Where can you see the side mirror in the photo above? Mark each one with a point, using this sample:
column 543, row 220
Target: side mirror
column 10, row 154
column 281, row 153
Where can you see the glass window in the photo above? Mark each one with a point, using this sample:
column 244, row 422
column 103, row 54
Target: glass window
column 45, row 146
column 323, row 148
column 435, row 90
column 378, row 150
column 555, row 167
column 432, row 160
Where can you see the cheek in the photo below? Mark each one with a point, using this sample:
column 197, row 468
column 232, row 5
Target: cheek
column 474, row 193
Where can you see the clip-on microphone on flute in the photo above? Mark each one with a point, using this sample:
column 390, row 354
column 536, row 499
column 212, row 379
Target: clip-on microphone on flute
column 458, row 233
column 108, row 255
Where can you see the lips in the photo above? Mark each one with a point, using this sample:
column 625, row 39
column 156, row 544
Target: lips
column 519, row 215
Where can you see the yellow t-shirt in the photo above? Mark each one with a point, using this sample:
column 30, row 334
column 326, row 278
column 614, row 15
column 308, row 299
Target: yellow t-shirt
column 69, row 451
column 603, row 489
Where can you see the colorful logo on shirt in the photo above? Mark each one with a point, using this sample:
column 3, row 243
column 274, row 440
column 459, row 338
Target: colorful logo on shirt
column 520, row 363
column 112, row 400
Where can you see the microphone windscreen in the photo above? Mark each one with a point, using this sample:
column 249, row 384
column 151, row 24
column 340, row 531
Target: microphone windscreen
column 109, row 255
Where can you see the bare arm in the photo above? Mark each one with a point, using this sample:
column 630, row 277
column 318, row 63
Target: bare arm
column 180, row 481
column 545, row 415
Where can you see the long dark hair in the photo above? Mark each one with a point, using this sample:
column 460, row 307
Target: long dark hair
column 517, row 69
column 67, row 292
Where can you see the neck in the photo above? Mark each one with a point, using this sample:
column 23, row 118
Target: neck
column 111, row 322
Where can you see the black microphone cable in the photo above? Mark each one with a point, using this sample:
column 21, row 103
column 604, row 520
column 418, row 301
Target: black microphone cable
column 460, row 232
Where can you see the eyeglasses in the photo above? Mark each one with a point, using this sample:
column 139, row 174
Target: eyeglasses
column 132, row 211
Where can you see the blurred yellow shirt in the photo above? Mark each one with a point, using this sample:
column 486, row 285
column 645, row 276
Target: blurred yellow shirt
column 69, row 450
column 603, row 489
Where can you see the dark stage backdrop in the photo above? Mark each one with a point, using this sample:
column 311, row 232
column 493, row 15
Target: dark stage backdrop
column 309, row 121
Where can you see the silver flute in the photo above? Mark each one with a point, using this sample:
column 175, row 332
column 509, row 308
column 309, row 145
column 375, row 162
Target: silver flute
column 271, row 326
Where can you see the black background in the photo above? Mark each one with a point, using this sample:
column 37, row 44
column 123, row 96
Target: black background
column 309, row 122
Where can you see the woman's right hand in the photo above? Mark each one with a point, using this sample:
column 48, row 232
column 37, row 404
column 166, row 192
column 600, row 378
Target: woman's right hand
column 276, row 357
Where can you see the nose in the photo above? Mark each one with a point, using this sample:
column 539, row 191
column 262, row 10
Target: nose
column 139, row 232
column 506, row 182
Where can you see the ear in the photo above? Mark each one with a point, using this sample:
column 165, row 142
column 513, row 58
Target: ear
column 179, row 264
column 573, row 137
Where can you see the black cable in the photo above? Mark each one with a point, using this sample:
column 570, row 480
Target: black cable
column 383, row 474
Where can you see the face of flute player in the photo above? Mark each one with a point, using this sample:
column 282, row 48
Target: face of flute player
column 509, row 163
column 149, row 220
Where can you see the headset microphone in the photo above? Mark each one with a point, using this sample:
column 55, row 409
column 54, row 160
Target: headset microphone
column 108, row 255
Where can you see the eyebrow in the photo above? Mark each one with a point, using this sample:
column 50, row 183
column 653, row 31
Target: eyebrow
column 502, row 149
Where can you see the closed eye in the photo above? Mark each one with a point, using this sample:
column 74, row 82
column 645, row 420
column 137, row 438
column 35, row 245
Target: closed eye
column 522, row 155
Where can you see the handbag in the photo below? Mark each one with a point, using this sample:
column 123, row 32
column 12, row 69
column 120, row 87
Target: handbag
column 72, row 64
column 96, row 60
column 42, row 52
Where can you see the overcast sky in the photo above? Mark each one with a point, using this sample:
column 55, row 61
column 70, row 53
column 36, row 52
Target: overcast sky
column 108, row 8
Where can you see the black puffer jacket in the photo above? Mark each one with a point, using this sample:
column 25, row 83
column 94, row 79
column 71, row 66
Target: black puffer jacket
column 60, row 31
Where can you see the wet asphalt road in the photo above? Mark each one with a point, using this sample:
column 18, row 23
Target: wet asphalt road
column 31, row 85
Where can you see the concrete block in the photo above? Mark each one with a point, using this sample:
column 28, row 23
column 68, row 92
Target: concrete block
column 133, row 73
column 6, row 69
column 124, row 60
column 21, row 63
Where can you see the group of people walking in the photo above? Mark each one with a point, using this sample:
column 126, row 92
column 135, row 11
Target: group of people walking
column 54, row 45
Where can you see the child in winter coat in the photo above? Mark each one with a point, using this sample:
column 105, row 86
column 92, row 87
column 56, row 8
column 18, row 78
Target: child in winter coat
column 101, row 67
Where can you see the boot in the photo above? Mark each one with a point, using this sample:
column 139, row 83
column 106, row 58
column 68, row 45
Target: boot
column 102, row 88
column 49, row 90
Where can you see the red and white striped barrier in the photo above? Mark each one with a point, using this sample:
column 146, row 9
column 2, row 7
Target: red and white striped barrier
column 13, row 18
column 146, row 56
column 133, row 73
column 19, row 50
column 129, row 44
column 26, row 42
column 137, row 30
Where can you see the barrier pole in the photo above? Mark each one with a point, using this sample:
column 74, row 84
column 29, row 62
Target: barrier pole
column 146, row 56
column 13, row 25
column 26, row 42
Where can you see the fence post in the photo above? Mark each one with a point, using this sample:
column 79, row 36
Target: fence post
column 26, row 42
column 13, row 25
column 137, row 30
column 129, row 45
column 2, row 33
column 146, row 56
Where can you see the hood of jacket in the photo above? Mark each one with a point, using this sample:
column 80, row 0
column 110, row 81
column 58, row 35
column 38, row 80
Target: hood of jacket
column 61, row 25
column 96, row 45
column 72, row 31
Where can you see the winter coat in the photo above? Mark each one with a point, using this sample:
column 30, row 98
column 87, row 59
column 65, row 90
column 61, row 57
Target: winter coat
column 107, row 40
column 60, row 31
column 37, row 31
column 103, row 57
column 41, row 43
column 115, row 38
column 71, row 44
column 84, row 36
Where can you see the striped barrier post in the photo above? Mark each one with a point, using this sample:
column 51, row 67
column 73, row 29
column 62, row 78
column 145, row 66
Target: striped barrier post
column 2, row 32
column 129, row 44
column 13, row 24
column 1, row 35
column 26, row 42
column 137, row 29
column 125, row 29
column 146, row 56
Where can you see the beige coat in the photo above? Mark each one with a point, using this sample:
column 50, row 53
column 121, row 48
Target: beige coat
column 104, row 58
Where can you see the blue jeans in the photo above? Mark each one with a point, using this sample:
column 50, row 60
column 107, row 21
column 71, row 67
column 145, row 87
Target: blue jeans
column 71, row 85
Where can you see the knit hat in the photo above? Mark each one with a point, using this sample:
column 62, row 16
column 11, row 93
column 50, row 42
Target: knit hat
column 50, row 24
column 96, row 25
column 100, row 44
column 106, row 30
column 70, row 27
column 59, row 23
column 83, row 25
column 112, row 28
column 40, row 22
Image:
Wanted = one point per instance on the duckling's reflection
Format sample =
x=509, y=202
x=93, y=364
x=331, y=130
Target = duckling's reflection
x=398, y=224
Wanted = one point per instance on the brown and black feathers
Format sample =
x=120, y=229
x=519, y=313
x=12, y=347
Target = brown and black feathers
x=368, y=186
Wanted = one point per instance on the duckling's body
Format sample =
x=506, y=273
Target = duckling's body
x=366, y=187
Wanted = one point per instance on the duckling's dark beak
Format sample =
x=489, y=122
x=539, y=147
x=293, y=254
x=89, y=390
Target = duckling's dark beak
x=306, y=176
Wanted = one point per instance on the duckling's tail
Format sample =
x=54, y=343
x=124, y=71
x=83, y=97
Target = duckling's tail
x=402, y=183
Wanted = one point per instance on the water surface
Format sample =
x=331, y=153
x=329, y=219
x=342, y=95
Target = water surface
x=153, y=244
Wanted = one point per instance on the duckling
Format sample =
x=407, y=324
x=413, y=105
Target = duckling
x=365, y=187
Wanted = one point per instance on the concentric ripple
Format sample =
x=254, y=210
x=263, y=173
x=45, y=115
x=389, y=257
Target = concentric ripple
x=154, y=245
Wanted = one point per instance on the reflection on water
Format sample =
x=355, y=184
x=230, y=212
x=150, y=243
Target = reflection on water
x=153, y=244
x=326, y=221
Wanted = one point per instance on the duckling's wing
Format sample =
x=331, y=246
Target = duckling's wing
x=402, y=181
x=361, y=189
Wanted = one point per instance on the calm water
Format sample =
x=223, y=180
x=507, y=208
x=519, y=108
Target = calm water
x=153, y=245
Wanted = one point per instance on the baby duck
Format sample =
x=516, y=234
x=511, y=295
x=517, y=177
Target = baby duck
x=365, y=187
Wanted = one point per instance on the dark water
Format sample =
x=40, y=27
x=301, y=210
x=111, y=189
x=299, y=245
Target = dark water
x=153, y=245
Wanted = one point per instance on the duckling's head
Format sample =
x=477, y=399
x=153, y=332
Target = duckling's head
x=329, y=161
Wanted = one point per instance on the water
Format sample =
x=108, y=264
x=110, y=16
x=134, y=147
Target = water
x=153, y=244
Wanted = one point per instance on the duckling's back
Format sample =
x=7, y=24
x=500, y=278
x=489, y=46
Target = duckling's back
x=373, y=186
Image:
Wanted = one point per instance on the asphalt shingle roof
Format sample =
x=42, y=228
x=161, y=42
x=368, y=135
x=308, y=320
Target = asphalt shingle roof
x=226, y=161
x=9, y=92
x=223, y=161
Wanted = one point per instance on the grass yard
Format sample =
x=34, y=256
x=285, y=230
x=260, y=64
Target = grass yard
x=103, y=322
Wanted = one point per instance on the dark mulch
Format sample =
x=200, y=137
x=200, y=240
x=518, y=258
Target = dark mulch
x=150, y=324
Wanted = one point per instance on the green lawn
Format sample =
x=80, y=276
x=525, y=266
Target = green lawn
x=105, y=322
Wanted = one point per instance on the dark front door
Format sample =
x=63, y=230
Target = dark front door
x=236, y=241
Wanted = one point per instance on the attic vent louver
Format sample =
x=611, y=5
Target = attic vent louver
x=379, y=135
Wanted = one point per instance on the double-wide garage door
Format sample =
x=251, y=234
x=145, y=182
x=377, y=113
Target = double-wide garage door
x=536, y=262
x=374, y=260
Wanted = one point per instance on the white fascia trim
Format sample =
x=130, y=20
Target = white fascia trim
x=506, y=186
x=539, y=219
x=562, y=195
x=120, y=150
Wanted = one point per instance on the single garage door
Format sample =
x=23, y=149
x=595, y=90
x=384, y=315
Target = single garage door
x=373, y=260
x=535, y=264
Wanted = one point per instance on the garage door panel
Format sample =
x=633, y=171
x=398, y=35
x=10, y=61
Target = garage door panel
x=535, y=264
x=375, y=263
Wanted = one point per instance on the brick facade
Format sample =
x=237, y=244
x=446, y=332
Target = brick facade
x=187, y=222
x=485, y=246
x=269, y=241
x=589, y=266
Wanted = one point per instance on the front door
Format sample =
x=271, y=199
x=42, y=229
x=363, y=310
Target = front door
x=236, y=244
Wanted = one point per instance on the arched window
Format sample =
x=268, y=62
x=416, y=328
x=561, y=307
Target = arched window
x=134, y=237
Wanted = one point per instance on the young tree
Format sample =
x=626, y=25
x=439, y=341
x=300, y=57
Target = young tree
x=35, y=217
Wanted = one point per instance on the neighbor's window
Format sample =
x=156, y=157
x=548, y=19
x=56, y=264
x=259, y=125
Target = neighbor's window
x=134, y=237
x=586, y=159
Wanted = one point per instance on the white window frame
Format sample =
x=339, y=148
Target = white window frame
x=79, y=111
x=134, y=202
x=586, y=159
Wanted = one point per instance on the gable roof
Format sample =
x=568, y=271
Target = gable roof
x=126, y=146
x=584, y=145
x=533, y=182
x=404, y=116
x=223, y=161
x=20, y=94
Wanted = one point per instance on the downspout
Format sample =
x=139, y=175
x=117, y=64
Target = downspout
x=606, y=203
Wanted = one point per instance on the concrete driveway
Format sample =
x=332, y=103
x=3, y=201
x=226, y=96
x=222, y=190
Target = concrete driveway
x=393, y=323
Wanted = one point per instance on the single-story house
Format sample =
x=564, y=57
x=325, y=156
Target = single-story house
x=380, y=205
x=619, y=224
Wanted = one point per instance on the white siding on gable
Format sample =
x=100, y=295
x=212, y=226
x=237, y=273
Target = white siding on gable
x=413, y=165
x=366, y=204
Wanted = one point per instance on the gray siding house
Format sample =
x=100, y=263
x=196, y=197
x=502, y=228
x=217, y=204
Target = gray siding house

* Problem to solve:
Above this instruction are the records; retype exactly the lines from the one containing "Target = duckling's body" up to and including the one containing "x=413, y=105".

* Completed task:
Target = duckling's body
x=366, y=187
Wanted = one point per instance on the duckling's dark beak
Format sample =
x=489, y=122
x=539, y=147
x=293, y=254
x=89, y=390
Target = duckling's dark beak
x=306, y=176
Wanted = one point per instance on the duckling's tail
Format sample =
x=54, y=343
x=124, y=71
x=83, y=97
Target = duckling's tail
x=402, y=183
Wanted = one point per instance on the water surface
Format sample =
x=331, y=153
x=329, y=219
x=342, y=95
Target = water surface
x=153, y=244
Wanted = one point per instance on the duckling
Format sample =
x=407, y=324
x=413, y=105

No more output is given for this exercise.